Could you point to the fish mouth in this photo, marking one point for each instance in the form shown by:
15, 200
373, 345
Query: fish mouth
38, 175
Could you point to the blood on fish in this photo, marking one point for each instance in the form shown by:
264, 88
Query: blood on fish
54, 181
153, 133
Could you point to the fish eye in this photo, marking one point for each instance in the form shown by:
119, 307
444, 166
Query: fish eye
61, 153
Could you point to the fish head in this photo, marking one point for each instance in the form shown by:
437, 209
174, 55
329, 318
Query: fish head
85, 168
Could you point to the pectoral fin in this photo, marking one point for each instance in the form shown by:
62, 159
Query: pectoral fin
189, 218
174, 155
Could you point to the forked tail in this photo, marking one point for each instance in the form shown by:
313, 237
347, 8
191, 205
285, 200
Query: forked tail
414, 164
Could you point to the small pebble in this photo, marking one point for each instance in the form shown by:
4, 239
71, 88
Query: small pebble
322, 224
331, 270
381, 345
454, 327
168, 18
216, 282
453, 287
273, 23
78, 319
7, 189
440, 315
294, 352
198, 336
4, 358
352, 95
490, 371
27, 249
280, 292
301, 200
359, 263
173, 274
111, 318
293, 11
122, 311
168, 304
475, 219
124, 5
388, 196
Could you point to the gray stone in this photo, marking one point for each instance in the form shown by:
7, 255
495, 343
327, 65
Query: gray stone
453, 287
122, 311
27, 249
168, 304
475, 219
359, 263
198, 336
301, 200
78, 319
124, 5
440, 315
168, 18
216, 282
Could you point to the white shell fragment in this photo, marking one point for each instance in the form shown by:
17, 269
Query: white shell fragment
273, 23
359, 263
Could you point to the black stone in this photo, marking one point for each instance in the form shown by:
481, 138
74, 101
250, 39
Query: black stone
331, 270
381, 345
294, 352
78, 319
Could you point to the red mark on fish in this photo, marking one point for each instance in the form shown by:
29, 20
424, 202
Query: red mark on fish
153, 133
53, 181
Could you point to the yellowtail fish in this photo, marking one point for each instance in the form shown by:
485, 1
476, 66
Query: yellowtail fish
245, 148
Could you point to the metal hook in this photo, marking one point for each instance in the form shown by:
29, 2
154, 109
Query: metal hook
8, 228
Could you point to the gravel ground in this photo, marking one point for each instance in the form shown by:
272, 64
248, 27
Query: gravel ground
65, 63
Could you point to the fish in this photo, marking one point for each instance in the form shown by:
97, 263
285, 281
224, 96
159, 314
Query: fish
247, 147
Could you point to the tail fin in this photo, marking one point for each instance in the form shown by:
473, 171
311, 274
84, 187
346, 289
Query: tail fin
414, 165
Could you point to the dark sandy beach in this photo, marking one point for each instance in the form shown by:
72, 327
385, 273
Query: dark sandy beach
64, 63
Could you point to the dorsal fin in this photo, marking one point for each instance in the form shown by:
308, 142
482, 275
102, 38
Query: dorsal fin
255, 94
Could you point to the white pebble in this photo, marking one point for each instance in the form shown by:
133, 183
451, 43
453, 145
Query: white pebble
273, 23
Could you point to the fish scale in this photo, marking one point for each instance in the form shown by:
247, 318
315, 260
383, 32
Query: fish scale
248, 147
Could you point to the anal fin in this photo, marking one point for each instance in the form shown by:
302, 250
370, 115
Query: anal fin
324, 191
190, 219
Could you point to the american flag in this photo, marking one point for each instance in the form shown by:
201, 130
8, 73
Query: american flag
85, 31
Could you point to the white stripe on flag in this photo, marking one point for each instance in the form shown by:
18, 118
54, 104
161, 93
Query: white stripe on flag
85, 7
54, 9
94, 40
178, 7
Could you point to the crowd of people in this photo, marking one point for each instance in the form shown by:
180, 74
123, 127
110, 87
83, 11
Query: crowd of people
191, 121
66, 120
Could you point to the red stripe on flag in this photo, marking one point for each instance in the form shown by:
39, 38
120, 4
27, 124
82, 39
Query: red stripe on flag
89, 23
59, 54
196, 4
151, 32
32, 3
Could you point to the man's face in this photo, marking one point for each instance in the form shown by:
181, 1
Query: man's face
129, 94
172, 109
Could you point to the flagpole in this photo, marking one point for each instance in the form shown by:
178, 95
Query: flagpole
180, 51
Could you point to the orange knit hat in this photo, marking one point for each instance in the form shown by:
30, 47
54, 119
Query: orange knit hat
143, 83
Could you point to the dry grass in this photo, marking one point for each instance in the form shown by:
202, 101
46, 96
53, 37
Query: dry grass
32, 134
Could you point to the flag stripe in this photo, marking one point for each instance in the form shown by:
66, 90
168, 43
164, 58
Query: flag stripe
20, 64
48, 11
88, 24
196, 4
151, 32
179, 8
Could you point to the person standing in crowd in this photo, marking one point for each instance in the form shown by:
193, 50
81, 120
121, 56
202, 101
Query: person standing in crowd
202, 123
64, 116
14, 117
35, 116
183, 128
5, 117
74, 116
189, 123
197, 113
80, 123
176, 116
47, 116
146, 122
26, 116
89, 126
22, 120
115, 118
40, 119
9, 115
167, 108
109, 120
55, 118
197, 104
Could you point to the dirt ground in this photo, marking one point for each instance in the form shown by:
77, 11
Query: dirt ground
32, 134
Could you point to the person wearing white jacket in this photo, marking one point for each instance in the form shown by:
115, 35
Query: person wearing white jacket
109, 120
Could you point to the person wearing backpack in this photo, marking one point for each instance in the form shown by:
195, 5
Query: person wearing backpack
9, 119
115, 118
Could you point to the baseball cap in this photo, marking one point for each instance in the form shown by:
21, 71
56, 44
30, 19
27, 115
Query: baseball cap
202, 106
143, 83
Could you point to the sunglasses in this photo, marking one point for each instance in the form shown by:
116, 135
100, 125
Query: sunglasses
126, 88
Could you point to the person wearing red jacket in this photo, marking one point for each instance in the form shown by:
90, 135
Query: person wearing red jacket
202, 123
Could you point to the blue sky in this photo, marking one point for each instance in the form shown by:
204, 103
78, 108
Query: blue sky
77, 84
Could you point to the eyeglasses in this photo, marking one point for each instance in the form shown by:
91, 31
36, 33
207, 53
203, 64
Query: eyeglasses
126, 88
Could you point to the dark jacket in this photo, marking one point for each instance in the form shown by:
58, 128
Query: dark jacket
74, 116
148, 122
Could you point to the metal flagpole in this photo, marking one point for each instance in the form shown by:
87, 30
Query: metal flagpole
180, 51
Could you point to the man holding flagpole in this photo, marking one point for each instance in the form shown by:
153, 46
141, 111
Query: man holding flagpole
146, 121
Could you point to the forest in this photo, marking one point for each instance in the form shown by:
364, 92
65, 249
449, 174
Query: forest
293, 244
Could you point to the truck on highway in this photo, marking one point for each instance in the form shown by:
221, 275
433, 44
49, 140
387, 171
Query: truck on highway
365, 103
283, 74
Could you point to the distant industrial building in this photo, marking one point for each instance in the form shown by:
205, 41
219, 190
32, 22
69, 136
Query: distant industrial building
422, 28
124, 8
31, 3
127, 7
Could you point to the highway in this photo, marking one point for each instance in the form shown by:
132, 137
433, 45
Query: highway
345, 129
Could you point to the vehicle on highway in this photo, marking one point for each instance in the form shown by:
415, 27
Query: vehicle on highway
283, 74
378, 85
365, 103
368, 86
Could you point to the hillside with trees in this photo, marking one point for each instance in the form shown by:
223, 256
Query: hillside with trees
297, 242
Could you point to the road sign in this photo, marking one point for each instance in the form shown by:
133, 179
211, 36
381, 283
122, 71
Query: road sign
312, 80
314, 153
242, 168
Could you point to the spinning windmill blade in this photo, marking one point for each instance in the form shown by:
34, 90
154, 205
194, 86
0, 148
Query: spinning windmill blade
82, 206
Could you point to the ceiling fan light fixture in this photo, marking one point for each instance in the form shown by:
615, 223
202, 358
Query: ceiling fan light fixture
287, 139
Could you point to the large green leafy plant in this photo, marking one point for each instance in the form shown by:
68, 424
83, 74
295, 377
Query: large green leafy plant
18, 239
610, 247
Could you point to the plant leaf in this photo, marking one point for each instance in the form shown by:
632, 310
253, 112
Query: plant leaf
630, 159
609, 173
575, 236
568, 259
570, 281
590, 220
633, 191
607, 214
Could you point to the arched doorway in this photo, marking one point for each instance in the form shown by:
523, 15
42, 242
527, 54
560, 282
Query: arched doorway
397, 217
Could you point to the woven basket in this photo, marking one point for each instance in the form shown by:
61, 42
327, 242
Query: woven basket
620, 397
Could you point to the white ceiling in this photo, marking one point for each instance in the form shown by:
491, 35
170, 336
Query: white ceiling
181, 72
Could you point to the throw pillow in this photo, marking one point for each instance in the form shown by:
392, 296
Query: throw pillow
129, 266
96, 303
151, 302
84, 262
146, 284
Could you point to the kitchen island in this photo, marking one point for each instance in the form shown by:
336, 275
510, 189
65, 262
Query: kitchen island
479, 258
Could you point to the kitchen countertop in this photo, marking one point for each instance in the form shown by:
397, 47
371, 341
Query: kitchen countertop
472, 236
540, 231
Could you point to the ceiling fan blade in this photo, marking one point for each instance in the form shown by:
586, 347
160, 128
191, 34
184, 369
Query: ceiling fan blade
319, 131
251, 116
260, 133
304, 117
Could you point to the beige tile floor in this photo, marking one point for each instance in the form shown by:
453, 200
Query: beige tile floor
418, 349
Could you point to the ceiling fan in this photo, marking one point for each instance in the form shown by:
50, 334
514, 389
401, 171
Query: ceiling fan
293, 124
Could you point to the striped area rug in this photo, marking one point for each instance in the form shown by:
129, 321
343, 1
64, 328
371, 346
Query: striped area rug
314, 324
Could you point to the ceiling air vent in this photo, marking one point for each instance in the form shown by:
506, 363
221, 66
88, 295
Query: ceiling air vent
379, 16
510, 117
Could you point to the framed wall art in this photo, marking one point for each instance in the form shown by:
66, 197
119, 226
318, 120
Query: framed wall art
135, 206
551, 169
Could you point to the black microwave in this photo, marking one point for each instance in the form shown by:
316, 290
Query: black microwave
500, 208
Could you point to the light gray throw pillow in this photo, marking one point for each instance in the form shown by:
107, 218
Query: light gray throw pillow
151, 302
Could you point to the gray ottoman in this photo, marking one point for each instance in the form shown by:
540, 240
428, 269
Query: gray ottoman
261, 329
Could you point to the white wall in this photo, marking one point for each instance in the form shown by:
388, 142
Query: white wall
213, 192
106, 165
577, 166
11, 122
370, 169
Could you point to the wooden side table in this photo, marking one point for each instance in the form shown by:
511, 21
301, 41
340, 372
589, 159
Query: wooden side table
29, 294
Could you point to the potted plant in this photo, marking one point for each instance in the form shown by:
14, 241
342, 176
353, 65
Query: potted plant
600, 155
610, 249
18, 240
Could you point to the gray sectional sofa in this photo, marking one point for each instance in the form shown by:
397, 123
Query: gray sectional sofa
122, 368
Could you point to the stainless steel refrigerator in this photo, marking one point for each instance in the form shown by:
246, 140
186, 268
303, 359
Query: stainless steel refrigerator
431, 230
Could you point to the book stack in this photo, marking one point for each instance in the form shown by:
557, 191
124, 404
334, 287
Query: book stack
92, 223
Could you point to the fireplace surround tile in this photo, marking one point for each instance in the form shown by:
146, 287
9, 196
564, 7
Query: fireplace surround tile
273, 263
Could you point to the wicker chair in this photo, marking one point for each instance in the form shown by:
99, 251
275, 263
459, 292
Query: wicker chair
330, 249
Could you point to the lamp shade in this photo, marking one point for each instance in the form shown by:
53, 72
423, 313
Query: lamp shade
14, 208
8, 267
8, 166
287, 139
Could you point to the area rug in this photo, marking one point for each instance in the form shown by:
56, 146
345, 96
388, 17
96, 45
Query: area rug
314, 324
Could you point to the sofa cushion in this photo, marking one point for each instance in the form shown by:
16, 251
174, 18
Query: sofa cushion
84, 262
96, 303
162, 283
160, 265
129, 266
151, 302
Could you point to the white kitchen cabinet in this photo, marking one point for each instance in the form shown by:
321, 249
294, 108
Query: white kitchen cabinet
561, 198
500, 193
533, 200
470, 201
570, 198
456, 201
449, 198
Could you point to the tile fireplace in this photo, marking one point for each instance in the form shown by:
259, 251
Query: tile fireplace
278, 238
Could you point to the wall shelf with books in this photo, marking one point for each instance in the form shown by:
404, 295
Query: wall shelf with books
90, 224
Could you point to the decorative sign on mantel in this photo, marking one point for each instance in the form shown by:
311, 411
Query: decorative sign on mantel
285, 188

================

> [ACTIVITY]:
When you reach the line in the material above that holds "Could you point to the blue", begin reproducing lines exactly, and stop after the line that holds "Could you point to the man holding".

> [EXPECTED ANSWER]:
Could you point to the blue sky in this photo, marking one point for each instance in the form shown by:
204, 103
78, 108
Query: blue sky
77, 84
Could you point to the eyeglasses in this photo, marking one point for each instance in the form shown by:
91, 31
36, 33
207, 53
203, 64
Query: eyeglasses
126, 88
Could you point to the dark jacket in this photo, marking one point for each instance in the form shown by:
58, 128
Query: dark jacket
74, 116
148, 122
Could you point to the metal flagpole in this photo, marking one point for each instance in the form shown by:
87, 30
Query: metal flagpole
180, 51
Could you point to the man holding flagpole in this photo, marking one point for each instance in the form shown by:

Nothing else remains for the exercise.